### ASSIGNMENT
What is needed here is each entry reproduced exactly, without its pictures.

### ENTRIES SHOWN
--*--

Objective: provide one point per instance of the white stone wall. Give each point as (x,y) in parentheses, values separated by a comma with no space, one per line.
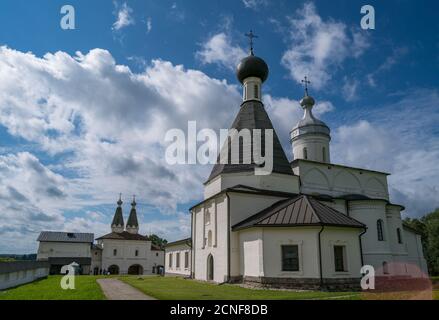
(125,255)
(333,180)
(349,238)
(157,258)
(62,250)
(273,182)
(416,263)
(218,248)
(96,260)
(316,146)
(261,252)
(182,250)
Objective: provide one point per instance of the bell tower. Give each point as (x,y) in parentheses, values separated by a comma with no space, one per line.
(118,224)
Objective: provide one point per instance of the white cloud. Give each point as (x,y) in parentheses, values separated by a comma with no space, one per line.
(149,25)
(103,126)
(398,138)
(317,47)
(255,4)
(349,89)
(389,63)
(124,17)
(220,50)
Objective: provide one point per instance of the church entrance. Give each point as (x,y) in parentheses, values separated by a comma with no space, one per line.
(135,269)
(210,269)
(113,269)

--*--

### ANSWER TO THIS PROBLEM
Objective: provide one point per instance of the white stone wall. Give each point as (x,y) in parentheses, values separated by a comma with no space, one per line.
(125,255)
(333,180)
(349,238)
(157,258)
(62,250)
(273,182)
(416,263)
(218,248)
(96,260)
(316,146)
(261,252)
(182,250)
Objective: provide one point per instance of the bell tower. Give each point as (x,y) in parentheses, values separated by a comma with no space, one per line.
(118,224)
Objective: provide one point per instance of the white cloud. Give each point as (x,y) in parentheses, values separated by a comma with no space, one per line.
(149,25)
(103,126)
(398,138)
(317,47)
(255,4)
(349,89)
(389,63)
(124,17)
(220,50)
Objective: provide one point per instance of the church entrance. Give each point as (x,y) in parentheses, values separated by a comma with no space, one per line.
(135,269)
(210,269)
(113,269)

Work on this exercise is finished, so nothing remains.